▶ _Requirements_
Find "Reviewer note: confirm that every instance of the wood" in the records that follow; print that line and each subsequent line through the last one, verbatim and with nothing added.
- - - - - - -
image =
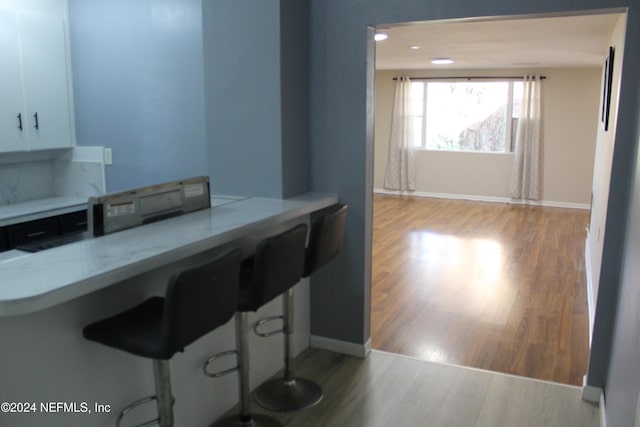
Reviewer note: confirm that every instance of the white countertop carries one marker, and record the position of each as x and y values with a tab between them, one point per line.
43	279
40	208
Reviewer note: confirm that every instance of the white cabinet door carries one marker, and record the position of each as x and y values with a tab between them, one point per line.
12	113
44	63
34	99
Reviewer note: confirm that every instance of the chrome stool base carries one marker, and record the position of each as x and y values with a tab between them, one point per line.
256	420
284	396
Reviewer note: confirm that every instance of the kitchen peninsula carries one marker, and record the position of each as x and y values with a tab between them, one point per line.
47	297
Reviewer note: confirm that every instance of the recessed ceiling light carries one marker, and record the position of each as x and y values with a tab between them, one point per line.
380	36
442	61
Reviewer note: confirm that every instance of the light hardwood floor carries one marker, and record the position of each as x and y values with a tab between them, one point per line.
386	390
491	286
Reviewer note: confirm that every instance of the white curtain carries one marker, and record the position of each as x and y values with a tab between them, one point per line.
401	172
525	174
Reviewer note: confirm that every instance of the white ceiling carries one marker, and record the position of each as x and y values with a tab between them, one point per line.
565	41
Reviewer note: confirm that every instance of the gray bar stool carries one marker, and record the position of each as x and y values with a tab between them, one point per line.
277	265
290	393
197	301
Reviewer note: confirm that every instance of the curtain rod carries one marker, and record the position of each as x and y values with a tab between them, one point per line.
471	78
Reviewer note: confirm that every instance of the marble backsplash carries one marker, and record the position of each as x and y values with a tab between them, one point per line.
79	173
26	181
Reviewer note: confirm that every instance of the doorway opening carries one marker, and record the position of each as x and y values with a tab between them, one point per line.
461	274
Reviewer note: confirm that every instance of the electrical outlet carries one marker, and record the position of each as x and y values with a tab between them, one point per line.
108	156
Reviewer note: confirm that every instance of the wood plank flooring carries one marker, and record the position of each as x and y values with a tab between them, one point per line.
492	286
390	390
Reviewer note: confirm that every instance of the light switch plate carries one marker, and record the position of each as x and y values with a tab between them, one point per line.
108	156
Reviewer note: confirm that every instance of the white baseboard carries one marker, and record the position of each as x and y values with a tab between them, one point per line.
475	198
344	347
591	393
- - - - - - -
▶ _Solution for this problem_
Reviewer note: confirm that every instance of the wood plank flooring carries one marker, and record the position of each as x and y values with a tab between them, one point per line.
492	286
390	390
Reviewer note: confirm that every instance of the light switch plate carries one marker, and record the position of each as x and y values with a tab between them, one point per line.
108	156
Reviewer note: confirm that every instance of the white baseboard carries one marker, and record the position of each as x and y values with a tab between them, one point per line.
475	198
344	347
591	393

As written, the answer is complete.